--- BEGIN EXTRACTED TEXT ---
Figure 1 shows the Udacity course main page as rendered by WAVE. The main course page was reported to contain 17 errors and 24 contract errors. The errors mostly included missing alternative text, missing language and empty headings and links. The contrast errors were all about very low contrast in for several page items. Upon entering the course, for lesson one, only 3 errors and 6 contrast errors were reported. The errors were the missing language and two instances of empty buttons. That is a positive outcome, since the specific errors can be easily corrected. Moreover, standard screen readers may be successful in controlling them. The same number or errors was reported for the quiz section of the lesson.
A Udacity course accessibility test report visualization
The same testing was followed for the accessibility evaluation of the Coursera course main page. Figure 2 shows the visualized distribution of issues for the webpage, as reported by WAVE. A total of 69 errors and 3 contrast errors were reported. All errors were broken ARIA references. Visiting lesson one, 38 errors and 5 contrast errors were identified. Four errors were empty buttons and the rest were broken ARIA references. Low contrast issues are important to people with low sight, travelers that access a page from small and mobile screens and other learners with visual disabilities.
A Coursera course accessibility test report visualization
The reported alerts and other information from the WAVE evaluation are not discussed in this paper. Reports are used as standard indicators of potential accessibility issues. However, reports cannot fully identify all accessibility issues as successfully as human users can when interacting and accessing the content.
5 The Educator Perspective
Educators and prospective educators generally find that MOOCs are one of the most prominent methods for teaching and learning. However, most of them consider the fully abled teacher and learner. In order to assess the perspective of potential educators, we asked four postgraduate students to access the aforementioned courses using a screen reader. The participants were between 23–29 years, 2 female and 2 male. They all have postgraduate degrees in computer science or equivalent and were pursuing a PhD degree at the time of the study. All had reported that they have used Udacity and Coursera as learners and they were planning to use them as educators, too.
--- END EXTRACTED TEXT ---
--- BEGIN RECORDED INFORMATION ---
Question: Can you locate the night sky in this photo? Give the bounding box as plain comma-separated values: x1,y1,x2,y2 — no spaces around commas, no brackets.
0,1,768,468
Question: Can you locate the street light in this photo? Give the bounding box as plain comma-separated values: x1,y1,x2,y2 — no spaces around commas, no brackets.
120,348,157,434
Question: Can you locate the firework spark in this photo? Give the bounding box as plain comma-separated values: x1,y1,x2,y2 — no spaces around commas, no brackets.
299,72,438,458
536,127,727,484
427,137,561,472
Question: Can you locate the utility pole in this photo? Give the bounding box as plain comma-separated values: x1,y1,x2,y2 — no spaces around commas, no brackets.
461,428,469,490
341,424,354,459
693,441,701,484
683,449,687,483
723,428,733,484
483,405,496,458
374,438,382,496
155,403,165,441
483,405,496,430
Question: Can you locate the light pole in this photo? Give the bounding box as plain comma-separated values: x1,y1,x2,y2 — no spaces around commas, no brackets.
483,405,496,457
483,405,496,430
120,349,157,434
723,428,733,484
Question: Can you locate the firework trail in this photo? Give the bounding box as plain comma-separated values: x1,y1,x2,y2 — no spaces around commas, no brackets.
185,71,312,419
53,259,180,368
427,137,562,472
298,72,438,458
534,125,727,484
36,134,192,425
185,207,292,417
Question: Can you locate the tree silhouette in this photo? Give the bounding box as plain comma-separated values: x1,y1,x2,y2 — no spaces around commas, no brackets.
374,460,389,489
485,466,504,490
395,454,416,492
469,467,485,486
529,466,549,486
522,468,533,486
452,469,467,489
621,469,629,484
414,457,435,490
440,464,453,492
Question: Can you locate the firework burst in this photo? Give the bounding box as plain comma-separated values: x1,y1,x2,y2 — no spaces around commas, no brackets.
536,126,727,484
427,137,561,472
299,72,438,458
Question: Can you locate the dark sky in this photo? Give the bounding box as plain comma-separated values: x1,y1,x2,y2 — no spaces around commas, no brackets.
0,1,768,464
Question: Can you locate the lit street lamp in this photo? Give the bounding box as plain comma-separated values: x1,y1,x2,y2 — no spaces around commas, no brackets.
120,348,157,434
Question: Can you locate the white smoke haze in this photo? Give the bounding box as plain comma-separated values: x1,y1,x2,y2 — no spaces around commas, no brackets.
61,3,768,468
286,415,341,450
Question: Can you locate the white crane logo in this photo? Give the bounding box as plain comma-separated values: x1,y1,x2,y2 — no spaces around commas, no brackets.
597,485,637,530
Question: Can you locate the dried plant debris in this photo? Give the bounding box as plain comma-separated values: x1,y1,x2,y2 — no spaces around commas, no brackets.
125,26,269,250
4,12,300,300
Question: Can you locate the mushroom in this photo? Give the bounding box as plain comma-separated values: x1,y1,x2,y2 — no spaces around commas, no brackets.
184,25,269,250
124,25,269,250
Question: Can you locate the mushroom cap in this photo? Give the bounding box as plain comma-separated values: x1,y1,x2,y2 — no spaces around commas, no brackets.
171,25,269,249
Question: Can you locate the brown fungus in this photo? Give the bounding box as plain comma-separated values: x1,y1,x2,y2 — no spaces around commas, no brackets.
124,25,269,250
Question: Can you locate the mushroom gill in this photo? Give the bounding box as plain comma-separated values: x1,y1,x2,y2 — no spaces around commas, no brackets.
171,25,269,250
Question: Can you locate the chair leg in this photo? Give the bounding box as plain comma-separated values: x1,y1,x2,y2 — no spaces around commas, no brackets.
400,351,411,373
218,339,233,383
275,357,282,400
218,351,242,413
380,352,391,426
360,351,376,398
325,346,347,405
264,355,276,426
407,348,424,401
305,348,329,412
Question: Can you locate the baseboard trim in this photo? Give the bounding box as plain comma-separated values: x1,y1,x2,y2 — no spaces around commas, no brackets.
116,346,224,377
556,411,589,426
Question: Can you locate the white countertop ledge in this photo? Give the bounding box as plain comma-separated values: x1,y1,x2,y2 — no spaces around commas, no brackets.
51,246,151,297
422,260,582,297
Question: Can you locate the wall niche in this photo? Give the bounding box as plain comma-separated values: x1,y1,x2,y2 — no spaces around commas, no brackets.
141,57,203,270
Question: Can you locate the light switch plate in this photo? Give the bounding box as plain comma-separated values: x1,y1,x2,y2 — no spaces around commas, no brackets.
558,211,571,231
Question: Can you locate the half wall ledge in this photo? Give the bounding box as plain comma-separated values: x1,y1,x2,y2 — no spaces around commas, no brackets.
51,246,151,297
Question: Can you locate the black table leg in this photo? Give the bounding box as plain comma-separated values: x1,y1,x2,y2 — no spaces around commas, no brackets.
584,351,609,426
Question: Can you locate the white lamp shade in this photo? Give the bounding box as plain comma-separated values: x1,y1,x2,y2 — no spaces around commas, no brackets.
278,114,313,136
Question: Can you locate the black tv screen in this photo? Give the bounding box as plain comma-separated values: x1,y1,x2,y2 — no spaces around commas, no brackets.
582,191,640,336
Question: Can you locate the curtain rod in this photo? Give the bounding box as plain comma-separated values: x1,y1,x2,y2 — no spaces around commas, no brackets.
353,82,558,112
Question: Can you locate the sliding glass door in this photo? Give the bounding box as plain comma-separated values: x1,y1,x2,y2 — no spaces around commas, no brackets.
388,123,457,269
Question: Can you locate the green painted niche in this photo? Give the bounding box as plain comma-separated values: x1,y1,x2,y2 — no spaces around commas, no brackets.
--- END RECORDED INFORMATION ---
LIST OF TASKS:
• a. Edit the MOOC accessibility excerpt between "A Udacity course" and "with visual disabilities.", inclusive, changing "broken ARIA references" to "invalid ARIA references".
• b. Which lines of the rows contain the string "street", matching case? Copy each of them.
The MOOC accessibility excerpt and the rows have nothing to do with each other.

ANSWERS:
• a.
A Udacity course accessibility test report visualization
The same testing was followed for the accessibility evaluation of the Coursera course main page. Figure 2 shows the visualized distribution of issues for the webpage, as reported by WAVE. A total of 69 errors and 3 contrast errors were reported. All errors were invalid ARIA references. Visiting lesson one, 38 errors and 5 contrast errors were identified. Four errors were empty buttons and the rest were invalid ARIA references. Low contrast issues are important to people with low sight, travelers that access a page from small and mobile screens and other learners with visual disabilities.

• b.
Question: Can you locate the street light in this photo? Give the bounding box as plain comma-separated values: x1,y1,x2,y2 — no spaces around commas, no brackets.
Question: Can you locate the lit street lamp in this photo? Give the bounding box as plain comma-separated values: x1,y1,x2,y2 — no spaces around commas, no brackets.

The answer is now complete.